— Work to be completed —
Copy out the following lines without changing anything, and leave the pictures out of your answer.

— Data for this task —
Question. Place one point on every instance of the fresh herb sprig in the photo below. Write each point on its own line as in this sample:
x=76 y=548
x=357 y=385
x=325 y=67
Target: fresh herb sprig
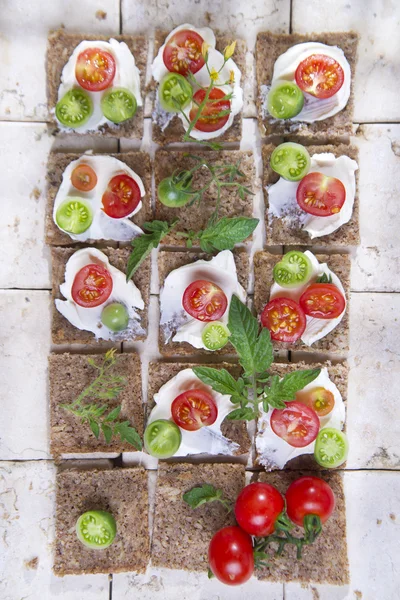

— Task result —
Question. Place one point on every instance of the fresh herb sprig in the photo below. Write each point on its own line as in this sample:
x=76 y=548
x=357 y=385
x=325 y=67
Target: fresh herb sprig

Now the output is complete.